Stored items:
_ _ _ _

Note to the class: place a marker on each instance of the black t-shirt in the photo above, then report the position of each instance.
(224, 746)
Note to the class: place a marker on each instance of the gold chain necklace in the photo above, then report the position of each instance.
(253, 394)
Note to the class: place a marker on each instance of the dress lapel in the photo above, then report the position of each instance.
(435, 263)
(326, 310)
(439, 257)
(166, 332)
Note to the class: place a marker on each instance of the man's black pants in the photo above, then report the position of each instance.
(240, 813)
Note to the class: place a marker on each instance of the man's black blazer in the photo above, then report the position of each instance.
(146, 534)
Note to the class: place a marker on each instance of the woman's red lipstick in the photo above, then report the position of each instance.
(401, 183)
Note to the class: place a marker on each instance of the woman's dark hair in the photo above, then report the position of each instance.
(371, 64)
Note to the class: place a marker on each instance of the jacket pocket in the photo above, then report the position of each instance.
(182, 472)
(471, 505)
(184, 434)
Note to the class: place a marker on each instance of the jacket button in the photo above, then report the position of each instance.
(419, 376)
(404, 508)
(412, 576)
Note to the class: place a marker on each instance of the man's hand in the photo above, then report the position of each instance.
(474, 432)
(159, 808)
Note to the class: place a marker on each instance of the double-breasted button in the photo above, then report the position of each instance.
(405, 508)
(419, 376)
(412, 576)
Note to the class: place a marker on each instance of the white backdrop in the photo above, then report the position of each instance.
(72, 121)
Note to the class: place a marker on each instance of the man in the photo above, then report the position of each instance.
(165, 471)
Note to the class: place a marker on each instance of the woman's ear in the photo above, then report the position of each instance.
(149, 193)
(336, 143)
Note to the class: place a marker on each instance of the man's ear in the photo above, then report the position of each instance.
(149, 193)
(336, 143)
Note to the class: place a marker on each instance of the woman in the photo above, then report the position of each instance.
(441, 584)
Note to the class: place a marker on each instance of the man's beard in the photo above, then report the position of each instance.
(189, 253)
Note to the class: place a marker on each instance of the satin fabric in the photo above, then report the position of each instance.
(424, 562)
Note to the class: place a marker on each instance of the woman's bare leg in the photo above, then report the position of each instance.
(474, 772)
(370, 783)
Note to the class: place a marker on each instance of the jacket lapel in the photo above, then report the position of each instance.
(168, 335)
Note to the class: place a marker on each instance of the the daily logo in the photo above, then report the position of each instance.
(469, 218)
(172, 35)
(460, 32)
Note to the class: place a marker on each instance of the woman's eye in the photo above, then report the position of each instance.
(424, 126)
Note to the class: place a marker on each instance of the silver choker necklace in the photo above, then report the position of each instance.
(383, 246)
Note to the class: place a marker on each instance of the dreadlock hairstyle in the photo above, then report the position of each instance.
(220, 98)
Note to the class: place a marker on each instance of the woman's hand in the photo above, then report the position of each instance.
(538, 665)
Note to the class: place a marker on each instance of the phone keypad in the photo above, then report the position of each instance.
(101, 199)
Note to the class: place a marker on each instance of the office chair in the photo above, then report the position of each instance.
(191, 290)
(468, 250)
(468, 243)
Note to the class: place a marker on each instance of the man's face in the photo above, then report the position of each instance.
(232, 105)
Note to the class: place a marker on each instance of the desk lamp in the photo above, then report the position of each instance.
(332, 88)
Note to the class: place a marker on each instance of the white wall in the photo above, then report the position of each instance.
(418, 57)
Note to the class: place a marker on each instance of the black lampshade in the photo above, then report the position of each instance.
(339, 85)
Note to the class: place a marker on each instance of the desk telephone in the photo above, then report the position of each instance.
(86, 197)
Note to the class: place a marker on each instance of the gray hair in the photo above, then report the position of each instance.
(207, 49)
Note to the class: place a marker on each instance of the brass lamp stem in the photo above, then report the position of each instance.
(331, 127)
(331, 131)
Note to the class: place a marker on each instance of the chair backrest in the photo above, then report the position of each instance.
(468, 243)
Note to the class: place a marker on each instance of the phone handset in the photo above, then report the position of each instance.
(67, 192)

_ _ _ _

__What to do__. What is needed here is an exact reproduction of all the entries.

__Output for this task__.
Note to the class: place a marker on each instance of the black t-shirt in the photo above, then report the position of each instance.
(224, 746)
Note to the class: place a marker on each instance of the gold chain necklace in the photo above, then report the position of each instance.
(253, 394)
Note to the class: place a marker on each instance of the dress lapel in the photo above, then report the position of each instance.
(435, 263)
(326, 310)
(439, 257)
(166, 332)
Note to the class: place a marker on each instance of the man's black pants in the photo above, then report the position of each instance.
(240, 813)
Note to the class: place a marker on each instance of the man's black blazer in the photo above, then report the position of each instance.
(146, 534)
Note to the class: place a marker on each instance of the woman's red lipstick in the photo above, then report the position of each instance.
(401, 183)
Note to the class: place a marker on each instance of the woman's dark hair in the photo above, then report the position of each instance.
(371, 64)
Note to the class: place a marker on each instance of the jacket pocket in the photo above, then report the position of each instance.
(182, 472)
(471, 505)
(184, 434)
Note to the class: place a marker on each instance of the jacket button in the photo above, then report the position of each instance.
(419, 376)
(404, 508)
(412, 576)
Note to the class: place a marker on each instance of the man's hand in the photo above, then report the position of each instance.
(474, 432)
(159, 808)
Note to the class: place a marker on each instance of the double-breasted button in the photo above, then report the position of each instance.
(405, 508)
(419, 376)
(412, 576)
Note to the class: place a marker on each instance of the white backdrop in the photo above, then report the position of each instance.
(72, 121)
Note to the class: place a marker on each instance of the man in the photo above, then report the position of each instance.
(165, 471)
Note to the class: place a marker on each instance of the woman's ear in the photo above, then report the position of each instance.
(149, 193)
(336, 143)
Note to the class: place a marker on each instance of the man's ear in the photo above, then report the position of each instance.
(149, 193)
(336, 143)
Note to the class: place a marker on each instance of the woman in the photo above, then report the position of each instance.
(441, 584)
Note to the class: place a marker on each instance of the man's beard in the photo above, then report the position of each instance.
(189, 253)
Note to the class: place a marker on each instance of the satin fabric in the photo above, then report the position of each instance.
(424, 562)
Note to the class: place a marker on each instance of the woman's bare leg in the photo above, then report the position of each instance.
(474, 772)
(370, 783)
Note to the class: place a marker on each instance of the jacket lapel in the photo above, then report the position of each instance.
(168, 335)
Note to the class: place a marker on each instance of the the daily logo in the photo above, then report the position of each instance.
(469, 218)
(172, 35)
(460, 32)
Note to the class: place a marker on each instance of the woman's eye in the photo above, then report the position of each instance.
(424, 126)
Note to the class: place a marker on each instance of the silver choker necklace in the photo above, then report the position of each instance.
(383, 246)
Note to the class: place a marker on each instance of the dreadlock hairstyle in the photo above, then report the position of each instance.
(220, 98)
Note to the class: place a marker on each instance of the woman's hand in the photo above, then report the position of each instance.
(538, 665)
Note to the class: place a marker on each instance of the phone keypad in the photo above, then report the position of each instance.
(101, 199)
Note to the class: place a marker on each instance of the office chair in the photo above, then report the position of each instance.
(191, 290)
(468, 250)
(468, 243)
Note to the class: place a marker on each instance of the man's face in the photo above, then report the position of each instance.
(232, 105)
Note to the class: place a marker on each instance of the desk lamp in the photo above, then report the position of each instance.
(332, 88)
Note to the class: place a marker on each instance of the white wall in the photo above, then report the position of each instance.
(418, 57)
Note to the class: place a marker on each instance of the black lampshade in the photo above, then report the position of each instance.
(339, 85)
Note to the class: place a marker on each instance of the desk telephone in the photo above, then report the position of each instance.
(86, 197)
Note to the class: place a marker on each instance of the gray hair in the photo above, then report the position of each instance.
(207, 49)
Note to the class: place a marker on each instance of the brass lamp stem in the photo above, then report the position of each instance.
(331, 127)
(331, 131)
Note to the class: place a marker on each instance of the chair backrest in the photo above, then report the position of each instance.
(468, 243)
Note to the class: place a marker on each instance of the phone handset in the photo above, then report the position of each instance.
(67, 192)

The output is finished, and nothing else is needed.